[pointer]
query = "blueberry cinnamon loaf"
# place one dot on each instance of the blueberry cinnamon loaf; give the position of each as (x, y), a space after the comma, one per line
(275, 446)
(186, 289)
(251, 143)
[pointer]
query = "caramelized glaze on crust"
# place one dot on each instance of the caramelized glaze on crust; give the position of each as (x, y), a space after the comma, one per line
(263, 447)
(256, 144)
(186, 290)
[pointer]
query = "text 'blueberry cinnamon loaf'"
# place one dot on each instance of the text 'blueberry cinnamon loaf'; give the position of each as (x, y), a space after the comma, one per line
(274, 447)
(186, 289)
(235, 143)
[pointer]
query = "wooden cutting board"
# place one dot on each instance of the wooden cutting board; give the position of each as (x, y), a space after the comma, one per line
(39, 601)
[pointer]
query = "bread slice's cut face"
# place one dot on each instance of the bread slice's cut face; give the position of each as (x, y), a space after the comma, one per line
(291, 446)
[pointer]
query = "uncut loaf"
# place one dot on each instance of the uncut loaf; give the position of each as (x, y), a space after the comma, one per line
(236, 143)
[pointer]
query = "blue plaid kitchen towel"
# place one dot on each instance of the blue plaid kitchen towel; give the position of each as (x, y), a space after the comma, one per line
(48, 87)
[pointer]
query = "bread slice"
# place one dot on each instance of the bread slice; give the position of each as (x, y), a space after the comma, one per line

____

Return every record above exactly as it appears.

[pointer]
query = "blueberry cinnamon loaf"
# place one dot on each instance of the blueberry cinnamon loaf; give the position of each as (x, y), a space after the comma, one per line
(275, 446)
(186, 289)
(251, 143)
[pointer]
query = "caramelized glaze on crust"
# place one dot on each instance of the caramelized glaze on crust; give the position of each as (x, y), a space after the comma, one per line
(263, 447)
(256, 144)
(186, 290)
[pointer]
query = "text 'blueberry cinnamon loaf'"
# place one dot on each instance of the text 'blueberry cinnamon loaf'; give the position of each as (x, y), a space after the comma, one per line
(274, 447)
(186, 289)
(235, 143)
[pointer]
query = "wooden cutting board"
# place one dot on each instance of the wooden cutting board; give the position of each as (x, y), a space after the comma, one per line
(39, 601)
[pointer]
query = "bread slice's cut face"
# place one dot on each instance of the bread slice's cut face; give the position of each as (x, y), a space after the comma, one per line
(291, 446)
[pointer]
query = "uncut loaf"
# place one dot on each instance of the uncut loaf; give the position of each as (x, y), a space after the comma, one per line
(236, 143)
[pointer]
query = "blue plaid kitchen towel"
# place one dot on each instance of the blue plaid kitchen towel; give the position of each as (x, y), a space after the comma, one per line
(48, 87)
[pointer]
query = "bread slice"
# place one dot on each instance of the bread slice; give the position of each as (x, y), a space after the comma, one per line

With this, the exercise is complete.